— start of Data for this exercise —

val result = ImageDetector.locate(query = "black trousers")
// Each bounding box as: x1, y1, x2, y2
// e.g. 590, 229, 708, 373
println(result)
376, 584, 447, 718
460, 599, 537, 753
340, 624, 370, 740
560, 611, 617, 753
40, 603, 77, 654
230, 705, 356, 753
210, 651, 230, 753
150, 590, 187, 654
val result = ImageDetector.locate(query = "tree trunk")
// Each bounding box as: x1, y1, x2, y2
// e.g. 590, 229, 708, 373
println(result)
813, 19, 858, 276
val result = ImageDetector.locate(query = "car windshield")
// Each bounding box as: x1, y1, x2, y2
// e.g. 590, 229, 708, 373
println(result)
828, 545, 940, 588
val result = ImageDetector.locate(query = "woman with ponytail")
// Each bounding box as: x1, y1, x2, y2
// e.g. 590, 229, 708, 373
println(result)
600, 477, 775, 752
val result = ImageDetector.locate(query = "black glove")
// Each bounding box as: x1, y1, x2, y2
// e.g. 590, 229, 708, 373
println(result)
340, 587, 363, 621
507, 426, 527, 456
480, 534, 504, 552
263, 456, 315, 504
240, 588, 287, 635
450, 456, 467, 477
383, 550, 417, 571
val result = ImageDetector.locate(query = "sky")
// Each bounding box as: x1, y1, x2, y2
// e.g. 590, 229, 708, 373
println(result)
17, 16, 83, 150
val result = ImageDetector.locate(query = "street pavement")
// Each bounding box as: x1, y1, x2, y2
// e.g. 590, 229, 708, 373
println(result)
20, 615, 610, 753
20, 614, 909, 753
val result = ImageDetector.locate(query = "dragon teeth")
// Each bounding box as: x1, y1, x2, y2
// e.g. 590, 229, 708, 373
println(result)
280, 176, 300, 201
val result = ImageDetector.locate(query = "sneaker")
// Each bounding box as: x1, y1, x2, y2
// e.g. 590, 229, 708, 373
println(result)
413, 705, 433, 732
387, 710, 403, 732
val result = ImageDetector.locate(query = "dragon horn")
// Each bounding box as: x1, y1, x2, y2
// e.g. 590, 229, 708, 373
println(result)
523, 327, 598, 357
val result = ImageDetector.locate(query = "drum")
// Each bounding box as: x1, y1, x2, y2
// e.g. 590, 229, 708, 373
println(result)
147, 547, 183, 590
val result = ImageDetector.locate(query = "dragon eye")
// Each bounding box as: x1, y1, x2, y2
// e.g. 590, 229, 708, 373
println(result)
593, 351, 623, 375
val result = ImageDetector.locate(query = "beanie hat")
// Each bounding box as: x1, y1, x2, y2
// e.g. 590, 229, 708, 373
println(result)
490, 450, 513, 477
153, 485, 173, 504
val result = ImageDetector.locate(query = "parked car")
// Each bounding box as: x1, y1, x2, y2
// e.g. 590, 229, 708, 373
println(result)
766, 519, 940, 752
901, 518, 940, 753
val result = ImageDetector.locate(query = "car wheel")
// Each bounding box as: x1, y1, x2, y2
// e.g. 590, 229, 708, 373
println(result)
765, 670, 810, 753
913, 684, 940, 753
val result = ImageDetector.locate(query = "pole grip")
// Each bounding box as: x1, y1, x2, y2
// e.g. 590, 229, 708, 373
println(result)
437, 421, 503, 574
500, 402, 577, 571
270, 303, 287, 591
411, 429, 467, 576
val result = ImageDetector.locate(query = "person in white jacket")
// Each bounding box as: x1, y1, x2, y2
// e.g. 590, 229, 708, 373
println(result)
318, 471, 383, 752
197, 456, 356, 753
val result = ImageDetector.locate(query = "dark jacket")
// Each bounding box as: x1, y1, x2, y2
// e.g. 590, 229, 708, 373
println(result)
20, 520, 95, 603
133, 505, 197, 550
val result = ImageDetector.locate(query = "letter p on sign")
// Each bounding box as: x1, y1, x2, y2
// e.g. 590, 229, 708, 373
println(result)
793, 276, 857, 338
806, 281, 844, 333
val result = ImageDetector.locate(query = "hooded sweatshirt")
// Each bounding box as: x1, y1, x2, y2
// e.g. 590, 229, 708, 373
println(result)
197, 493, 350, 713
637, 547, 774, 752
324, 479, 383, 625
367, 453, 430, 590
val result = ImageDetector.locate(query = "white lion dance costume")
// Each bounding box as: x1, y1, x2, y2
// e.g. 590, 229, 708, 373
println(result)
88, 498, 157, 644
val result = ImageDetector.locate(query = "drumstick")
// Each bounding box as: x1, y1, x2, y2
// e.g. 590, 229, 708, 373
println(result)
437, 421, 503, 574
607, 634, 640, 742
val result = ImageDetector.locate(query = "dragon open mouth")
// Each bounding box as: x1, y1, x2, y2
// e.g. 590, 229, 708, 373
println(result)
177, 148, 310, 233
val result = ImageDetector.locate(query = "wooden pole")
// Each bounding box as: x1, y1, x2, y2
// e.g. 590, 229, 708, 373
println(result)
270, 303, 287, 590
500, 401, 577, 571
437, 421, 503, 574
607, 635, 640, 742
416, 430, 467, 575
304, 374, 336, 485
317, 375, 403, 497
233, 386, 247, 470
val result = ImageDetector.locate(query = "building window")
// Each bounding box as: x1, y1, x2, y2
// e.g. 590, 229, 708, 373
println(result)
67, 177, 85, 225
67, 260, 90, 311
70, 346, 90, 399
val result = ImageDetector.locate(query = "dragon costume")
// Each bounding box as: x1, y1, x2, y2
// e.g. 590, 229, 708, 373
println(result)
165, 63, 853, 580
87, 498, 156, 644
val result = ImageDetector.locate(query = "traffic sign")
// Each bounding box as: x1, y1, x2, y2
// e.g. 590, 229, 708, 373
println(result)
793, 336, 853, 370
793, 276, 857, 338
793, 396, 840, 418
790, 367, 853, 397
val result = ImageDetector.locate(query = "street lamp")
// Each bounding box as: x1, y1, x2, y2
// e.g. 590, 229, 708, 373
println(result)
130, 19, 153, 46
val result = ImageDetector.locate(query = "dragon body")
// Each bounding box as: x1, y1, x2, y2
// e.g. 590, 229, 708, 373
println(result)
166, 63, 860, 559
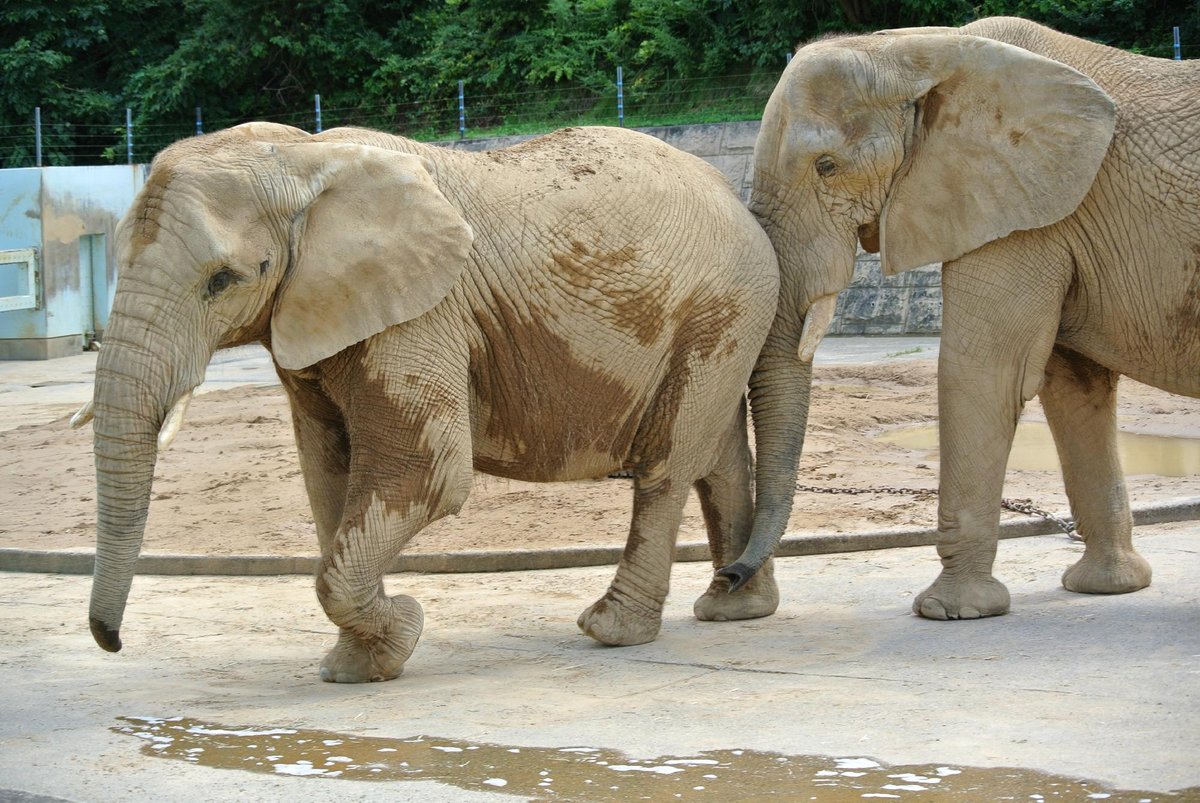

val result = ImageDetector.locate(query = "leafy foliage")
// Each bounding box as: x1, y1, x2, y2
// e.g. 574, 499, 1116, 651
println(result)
0, 0, 1200, 167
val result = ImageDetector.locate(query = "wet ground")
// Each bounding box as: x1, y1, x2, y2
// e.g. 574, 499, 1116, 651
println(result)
0, 522, 1200, 801
0, 338, 1200, 802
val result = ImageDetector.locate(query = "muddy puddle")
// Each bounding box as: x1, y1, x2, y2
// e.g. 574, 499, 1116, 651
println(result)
878, 421, 1200, 477
113, 717, 1200, 803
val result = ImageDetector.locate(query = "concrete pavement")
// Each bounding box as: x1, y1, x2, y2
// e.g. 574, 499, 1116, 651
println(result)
0, 522, 1200, 801
0, 338, 1200, 801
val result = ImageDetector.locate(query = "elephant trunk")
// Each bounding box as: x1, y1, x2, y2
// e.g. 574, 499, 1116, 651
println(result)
718, 175, 854, 592
718, 331, 812, 592
89, 304, 203, 652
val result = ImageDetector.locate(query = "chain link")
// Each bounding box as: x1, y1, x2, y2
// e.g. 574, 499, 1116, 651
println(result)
796, 485, 1084, 541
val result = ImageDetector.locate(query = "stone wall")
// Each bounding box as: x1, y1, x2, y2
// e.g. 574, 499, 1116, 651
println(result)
451, 120, 942, 335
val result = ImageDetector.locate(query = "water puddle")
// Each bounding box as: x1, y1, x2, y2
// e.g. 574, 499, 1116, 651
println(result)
113, 717, 1200, 803
878, 421, 1200, 477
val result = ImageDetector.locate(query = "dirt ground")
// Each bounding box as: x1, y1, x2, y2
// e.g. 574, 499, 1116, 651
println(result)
0, 360, 1200, 555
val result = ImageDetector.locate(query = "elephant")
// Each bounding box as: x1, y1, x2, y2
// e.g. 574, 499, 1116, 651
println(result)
76, 122, 779, 682
720, 18, 1200, 619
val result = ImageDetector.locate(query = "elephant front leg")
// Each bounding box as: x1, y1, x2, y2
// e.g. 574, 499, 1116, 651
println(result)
317, 497, 425, 683
317, 355, 472, 683
692, 401, 779, 622
1040, 349, 1151, 594
912, 244, 1069, 619
578, 478, 688, 647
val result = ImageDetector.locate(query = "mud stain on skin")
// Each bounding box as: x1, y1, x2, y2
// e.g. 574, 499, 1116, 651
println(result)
112, 717, 1200, 803
548, 239, 671, 346
470, 297, 642, 481
631, 293, 742, 472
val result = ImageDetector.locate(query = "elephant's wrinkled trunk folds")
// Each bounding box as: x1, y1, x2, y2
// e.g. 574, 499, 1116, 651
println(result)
89, 310, 201, 652
718, 332, 812, 592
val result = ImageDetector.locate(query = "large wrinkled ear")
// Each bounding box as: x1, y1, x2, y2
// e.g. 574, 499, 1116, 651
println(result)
271, 143, 473, 370
880, 34, 1116, 275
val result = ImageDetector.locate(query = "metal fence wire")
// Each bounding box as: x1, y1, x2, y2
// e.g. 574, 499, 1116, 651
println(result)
0, 71, 779, 167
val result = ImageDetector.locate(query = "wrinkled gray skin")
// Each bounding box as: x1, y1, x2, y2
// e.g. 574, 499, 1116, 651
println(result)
90, 124, 779, 682
724, 18, 1200, 619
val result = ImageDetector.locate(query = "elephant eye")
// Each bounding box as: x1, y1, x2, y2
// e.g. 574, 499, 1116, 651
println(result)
208, 268, 238, 298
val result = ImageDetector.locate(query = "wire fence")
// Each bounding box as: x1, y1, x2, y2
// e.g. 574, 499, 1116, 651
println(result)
0, 22, 1200, 167
0, 71, 779, 167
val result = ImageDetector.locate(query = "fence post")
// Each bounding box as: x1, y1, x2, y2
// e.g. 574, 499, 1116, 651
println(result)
34, 106, 42, 167
125, 106, 133, 164
617, 67, 625, 128
458, 80, 467, 139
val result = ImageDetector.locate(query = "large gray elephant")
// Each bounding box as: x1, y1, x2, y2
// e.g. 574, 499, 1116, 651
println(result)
78, 124, 779, 682
724, 18, 1200, 619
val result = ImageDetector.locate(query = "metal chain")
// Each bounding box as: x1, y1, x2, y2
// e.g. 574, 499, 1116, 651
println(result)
796, 485, 1084, 541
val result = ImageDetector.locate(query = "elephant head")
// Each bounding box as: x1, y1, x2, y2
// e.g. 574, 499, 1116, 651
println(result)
77, 124, 473, 652
721, 29, 1115, 588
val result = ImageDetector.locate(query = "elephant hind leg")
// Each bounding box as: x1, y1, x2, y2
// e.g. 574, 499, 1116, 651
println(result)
1040, 347, 1151, 594
692, 401, 779, 622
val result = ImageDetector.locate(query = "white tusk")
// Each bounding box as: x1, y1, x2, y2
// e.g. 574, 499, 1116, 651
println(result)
71, 398, 96, 430
158, 390, 192, 451
797, 293, 838, 362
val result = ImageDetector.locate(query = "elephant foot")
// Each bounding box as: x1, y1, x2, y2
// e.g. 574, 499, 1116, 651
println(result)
320, 594, 425, 683
692, 561, 779, 622
1062, 549, 1151, 594
912, 571, 1009, 619
577, 589, 662, 647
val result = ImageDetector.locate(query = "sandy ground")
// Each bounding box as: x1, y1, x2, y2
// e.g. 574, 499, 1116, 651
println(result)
0, 360, 1200, 555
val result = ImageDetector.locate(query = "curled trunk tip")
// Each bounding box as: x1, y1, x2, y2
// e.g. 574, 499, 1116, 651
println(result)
90, 616, 121, 653
716, 561, 762, 594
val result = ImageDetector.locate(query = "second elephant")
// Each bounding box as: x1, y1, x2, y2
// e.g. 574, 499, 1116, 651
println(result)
725, 18, 1200, 619
79, 124, 779, 682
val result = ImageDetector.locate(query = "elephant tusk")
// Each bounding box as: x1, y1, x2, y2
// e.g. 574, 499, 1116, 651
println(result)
797, 293, 838, 362
71, 398, 96, 430
158, 390, 192, 451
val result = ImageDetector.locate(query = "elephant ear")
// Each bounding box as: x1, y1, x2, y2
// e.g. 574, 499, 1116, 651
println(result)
880, 31, 1116, 275
271, 143, 474, 370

— end of Data for this exercise —

Reproduce the data word for word, starting with its first line and going on through the line containing "20, 614, 909, 753".

* Written reply
val result = ImageDetector.locate(query = "black trousers")
// Each bounding box as: x1, y1, x2, y2
// e.g. 590, 229, 708, 373
println(result)
376, 584, 447, 718
460, 599, 537, 753
340, 624, 370, 740
560, 611, 617, 753
40, 603, 77, 654
230, 705, 356, 753
210, 651, 230, 753
150, 590, 187, 654
val result = ImageDetector.locate(query = "tree trunk")
// Each bounding box as: x1, y1, x2, y2
// e.g. 590, 229, 708, 373
println(result)
813, 19, 858, 276
val result = ImageDetector.locate(query = "car windshield")
// Each bounding box as: x1, y1, x2, y2
// e.g. 590, 229, 708, 373
println(result)
828, 545, 940, 588
val result = ImageDetector.locate(query = "woman with ponytail")
// Each bounding box as: x1, y1, x2, y2
// e.g. 590, 229, 708, 373
println(result)
600, 477, 775, 752
val result = ImageDetector.locate(query = "black glove")
// Each bounding box as: x1, y1, x2, y2
// e.g. 590, 229, 708, 373
println(result)
340, 587, 363, 621
507, 426, 527, 456
480, 534, 504, 552
263, 456, 315, 504
240, 588, 287, 635
450, 456, 467, 477
383, 550, 417, 571
val result = ImageDetector.locate(query = "sky")
// Each bounding box as: x1, y1, x2, y2
// e.g. 590, 229, 708, 373
println(result)
17, 16, 83, 150
val result = ImageDetector.locate(query = "street pavement")
// Each bounding box as: x1, y1, x2, y2
// e.g. 590, 229, 708, 373
println(result)
20, 615, 610, 753
20, 614, 909, 753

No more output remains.